------ The records

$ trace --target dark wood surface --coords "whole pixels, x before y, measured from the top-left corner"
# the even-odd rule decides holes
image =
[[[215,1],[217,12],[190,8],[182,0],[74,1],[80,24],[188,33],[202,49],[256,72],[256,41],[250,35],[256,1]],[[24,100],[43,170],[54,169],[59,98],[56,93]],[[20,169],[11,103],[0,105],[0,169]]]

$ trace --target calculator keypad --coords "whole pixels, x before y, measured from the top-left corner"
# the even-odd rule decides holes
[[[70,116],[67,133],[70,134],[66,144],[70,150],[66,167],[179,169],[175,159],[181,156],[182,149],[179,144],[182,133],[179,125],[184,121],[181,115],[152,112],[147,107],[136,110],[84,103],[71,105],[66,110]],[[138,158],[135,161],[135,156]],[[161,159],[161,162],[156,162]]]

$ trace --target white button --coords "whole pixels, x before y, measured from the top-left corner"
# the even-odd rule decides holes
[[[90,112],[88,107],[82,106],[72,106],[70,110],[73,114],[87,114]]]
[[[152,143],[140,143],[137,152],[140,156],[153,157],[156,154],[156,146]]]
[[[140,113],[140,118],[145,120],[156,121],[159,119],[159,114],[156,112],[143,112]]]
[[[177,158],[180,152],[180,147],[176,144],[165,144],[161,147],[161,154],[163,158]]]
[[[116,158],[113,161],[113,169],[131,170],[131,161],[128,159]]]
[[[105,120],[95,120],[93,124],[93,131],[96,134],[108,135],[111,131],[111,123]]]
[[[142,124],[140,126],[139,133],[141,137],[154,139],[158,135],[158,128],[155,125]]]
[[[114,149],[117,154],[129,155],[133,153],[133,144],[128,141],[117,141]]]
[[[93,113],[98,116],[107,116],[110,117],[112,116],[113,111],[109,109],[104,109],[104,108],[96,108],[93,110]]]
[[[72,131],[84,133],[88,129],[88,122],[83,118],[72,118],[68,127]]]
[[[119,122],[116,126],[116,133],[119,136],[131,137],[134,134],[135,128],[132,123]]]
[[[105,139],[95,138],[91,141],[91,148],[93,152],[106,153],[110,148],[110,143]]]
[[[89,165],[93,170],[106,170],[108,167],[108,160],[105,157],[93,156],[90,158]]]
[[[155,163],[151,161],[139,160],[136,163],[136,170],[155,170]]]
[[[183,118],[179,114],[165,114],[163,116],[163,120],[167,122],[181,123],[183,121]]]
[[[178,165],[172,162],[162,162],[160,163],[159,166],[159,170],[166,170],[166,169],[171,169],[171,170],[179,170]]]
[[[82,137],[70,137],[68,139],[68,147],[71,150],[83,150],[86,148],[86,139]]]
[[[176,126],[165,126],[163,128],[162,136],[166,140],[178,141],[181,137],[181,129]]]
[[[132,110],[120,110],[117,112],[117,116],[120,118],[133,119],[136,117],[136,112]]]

------------

▶ **Exercise brief**
In the material above, find each line that contains the word "measured" and copy those lines in full. Match the case exactly.

▶ **Solution for this problem**
$ trace --target dark wood surface --coords "whole pixels, x before y, measured from the top-left corner"
$ trace --target calculator keypad --coords "whole pixels, x before y, measured from the top-left corner"
$ trace --target white button --coords "whole pixels, x before y, measured from the top-left corner"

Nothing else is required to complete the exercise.